--- start Reading text ---

Why I Love Lord Of The Rings
by Howard May
The Lord of the Rings (LOTR for short in this article), is my favorite book of all time and for so many different reasons.
I love LOTR: I love the books, and I love the movies and games that have been inspired by them (more on them later).
It inspires me!
There, I said it.
In fact, the reason I am writing this article is that I was digging around in the loft the other week and found a box.
It felt fairly heavy, but I didn’t know what was in it.
I got it down and when we looked inside, I found a set of old board games which I used to play in my teens.
One of those games was an obscure I.C.E. Game called “Fellowship of the Ring”, based of course on my beloved books.
My son and I immediately got to work on the rules and although it’s pretty complicated, we worked out how to play it and had a great time.
I will put some more details about the games later on, but for now …on with the show!
One Book To Rule Them All:
The Real Thing:
As I said above LOTR (the book) is my favorite of all time.

--- end Reading text ---
--- start Listed records ---

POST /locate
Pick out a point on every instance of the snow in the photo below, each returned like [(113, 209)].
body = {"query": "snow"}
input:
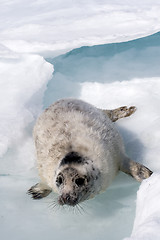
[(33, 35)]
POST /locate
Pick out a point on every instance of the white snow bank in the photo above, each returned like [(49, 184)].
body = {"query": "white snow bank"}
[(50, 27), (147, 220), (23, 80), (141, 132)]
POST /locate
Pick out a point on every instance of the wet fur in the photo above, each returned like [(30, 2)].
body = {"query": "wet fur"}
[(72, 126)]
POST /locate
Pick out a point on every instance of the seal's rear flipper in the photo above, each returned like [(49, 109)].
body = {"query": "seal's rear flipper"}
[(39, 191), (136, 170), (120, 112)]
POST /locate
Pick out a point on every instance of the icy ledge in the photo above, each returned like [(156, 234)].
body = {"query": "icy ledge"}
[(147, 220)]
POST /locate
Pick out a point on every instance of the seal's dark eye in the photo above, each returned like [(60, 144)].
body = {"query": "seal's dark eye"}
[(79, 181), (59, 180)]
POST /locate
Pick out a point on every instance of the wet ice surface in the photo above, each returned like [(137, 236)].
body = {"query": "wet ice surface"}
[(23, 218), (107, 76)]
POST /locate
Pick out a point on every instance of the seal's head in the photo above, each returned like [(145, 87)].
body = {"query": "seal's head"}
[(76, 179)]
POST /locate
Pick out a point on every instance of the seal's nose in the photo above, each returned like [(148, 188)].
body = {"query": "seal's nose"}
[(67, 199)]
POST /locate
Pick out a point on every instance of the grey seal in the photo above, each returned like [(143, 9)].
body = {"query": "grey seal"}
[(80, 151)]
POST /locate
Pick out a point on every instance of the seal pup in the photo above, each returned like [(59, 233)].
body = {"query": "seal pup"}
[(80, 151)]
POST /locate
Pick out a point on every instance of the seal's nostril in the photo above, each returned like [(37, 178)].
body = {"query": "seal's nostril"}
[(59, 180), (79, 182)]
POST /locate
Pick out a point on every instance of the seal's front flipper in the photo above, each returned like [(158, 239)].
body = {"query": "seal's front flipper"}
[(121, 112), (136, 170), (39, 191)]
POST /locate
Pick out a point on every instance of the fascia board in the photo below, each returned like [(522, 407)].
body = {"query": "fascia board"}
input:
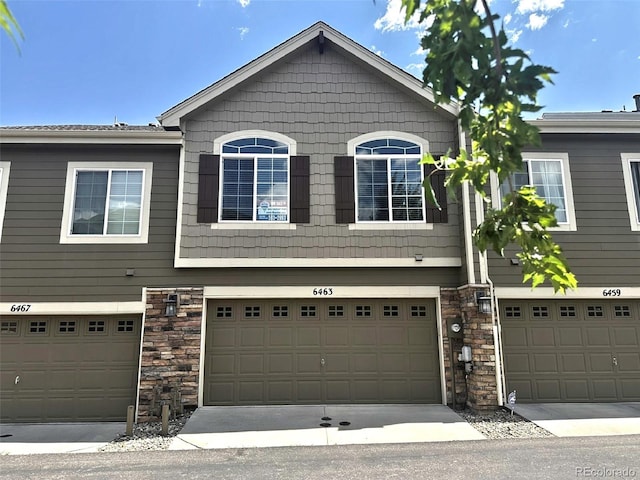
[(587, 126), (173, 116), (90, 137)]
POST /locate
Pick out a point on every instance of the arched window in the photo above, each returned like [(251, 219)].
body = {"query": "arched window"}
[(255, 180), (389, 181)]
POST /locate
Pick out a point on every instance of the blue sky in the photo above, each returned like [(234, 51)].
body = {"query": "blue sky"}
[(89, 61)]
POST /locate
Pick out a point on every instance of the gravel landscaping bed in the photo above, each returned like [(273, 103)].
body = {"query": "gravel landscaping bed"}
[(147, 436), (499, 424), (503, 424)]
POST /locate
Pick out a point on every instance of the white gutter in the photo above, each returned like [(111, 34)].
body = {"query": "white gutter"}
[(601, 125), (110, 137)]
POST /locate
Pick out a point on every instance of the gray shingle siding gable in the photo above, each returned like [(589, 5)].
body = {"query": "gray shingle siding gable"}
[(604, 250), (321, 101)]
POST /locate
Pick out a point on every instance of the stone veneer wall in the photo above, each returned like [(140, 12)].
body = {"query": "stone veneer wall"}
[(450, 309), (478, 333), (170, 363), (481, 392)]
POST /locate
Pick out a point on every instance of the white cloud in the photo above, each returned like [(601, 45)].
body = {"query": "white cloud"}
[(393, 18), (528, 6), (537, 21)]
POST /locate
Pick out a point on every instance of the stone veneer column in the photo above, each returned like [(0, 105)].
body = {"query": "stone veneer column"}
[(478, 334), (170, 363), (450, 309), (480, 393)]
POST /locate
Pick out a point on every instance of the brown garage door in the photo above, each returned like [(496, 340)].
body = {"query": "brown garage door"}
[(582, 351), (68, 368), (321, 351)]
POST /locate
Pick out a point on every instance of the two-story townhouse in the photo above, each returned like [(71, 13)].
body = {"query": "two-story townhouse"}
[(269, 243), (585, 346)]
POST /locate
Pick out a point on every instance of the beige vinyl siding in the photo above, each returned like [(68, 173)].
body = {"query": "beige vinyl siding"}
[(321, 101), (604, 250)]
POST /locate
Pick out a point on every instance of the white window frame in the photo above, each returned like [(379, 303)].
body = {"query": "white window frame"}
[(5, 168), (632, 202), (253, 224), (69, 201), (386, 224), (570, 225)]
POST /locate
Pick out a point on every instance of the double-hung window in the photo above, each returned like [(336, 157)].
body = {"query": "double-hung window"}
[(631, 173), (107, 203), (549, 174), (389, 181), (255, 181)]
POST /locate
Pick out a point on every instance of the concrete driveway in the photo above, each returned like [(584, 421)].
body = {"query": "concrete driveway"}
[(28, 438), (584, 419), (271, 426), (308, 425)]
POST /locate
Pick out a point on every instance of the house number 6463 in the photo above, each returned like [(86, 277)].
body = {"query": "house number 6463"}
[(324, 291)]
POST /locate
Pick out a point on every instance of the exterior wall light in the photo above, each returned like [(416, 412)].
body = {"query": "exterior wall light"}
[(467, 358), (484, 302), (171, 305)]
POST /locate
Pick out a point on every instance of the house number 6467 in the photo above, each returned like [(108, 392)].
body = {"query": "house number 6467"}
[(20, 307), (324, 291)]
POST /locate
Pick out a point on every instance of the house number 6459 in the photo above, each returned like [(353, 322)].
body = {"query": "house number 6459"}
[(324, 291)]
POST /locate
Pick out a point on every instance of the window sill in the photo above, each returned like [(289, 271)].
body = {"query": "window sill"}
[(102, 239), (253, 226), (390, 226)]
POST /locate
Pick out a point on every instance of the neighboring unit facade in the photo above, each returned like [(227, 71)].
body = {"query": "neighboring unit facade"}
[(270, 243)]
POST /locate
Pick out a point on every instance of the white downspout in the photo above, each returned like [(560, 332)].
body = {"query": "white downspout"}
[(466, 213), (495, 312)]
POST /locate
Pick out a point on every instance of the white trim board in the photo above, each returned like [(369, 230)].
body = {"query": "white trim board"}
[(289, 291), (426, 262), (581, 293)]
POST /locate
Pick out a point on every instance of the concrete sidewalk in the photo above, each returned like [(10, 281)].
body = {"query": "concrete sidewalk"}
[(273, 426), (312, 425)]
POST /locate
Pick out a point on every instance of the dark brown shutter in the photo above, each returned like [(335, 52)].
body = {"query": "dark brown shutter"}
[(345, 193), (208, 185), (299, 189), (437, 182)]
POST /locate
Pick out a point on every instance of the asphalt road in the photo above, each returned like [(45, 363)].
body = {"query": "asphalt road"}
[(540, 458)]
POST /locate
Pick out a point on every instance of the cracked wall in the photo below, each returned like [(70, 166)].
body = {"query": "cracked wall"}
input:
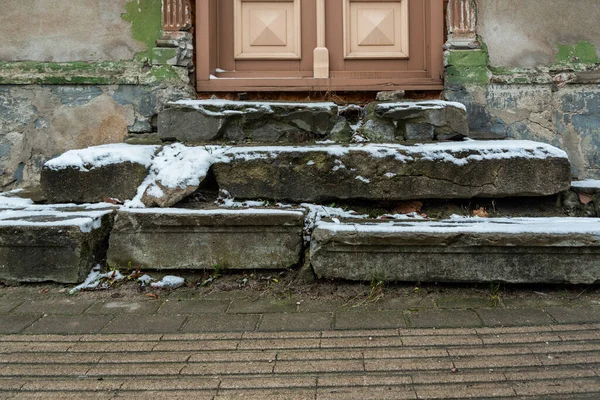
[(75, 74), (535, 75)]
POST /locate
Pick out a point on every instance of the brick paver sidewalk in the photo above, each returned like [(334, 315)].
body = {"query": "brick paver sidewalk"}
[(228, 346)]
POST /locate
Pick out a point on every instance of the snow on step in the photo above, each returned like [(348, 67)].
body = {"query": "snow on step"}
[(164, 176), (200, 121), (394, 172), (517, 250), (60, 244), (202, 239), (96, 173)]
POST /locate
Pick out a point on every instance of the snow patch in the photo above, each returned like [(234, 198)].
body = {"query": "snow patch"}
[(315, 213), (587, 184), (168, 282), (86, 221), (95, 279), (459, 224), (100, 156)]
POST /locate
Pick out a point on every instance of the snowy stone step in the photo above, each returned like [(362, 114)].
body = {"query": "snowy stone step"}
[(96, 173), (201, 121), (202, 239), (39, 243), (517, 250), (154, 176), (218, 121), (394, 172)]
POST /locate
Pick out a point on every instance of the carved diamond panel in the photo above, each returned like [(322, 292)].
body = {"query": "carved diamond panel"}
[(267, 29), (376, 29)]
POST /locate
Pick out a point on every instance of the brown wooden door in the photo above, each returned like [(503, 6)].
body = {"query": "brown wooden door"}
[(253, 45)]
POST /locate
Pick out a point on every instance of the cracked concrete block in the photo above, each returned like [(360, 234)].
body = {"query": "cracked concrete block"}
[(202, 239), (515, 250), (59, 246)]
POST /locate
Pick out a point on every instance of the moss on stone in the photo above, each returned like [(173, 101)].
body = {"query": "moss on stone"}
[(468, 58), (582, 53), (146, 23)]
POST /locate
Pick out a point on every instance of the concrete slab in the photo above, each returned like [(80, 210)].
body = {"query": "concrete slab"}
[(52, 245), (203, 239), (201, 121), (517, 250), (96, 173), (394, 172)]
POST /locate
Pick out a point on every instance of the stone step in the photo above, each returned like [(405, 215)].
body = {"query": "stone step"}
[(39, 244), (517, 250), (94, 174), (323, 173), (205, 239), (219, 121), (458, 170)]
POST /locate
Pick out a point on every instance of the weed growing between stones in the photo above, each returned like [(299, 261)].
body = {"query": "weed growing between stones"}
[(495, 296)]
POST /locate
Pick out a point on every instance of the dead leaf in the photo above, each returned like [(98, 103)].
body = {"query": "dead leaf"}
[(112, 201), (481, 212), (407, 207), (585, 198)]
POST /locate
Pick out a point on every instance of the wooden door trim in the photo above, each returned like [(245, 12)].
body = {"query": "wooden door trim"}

--- end Listed records ---

## Work to be completed
Pick up the essay about loving The Lord of the Rings right after its final sentence and keep writing it in the same voice.

## Result of the exercise
“But why?”, I hear you cry.
Well, I’m glad you asked me that.
I love the story.
I love the themes.
I love the epic scale, the feeling that you are reading about history in the making (even if it is a made up history!).
It has sentimental value for me: my granny bought me my first all-in-one copy when I was about 10 and I’ve never been the same since!
I’ll explore some more of these topics in future posts.
Friendship – At The Heart Of LOTR:
One of my favorite aspects of LOTR is that of friendship.
It’s a theme that runs throughout the books and has been modeled fairly well in the movies too.
Frodo and Sam are the obvious examples here.
Sam, with his down-to-earth optimism, honor, steadfast loyalty and courage is badly needed by Frodo; more so as they reach the end of their quest.
These are qualities that I think are all to often missing in our modern world, as they are seen as “old fashioned”.
Other characters are not left out of this equation either.
I can think of Merry and Pippin, Gimli and Legolas and even people like Beregond (the tower guard at Minas Tirith – sorry he’s not in the movie!)
I have read that Tolkien was highly impressed by the character of the everyday soldiers during his time in the Trenches in WW1.
My understanding is that he based the character of Sam on these people and I think it shows!
Lord Of The Rings Book Covers
I came across this interesting site that shows pictures of all the book covers that have been used for Lord Of The Rings, from when it was first published, up until the present day.
I share it here for your interest.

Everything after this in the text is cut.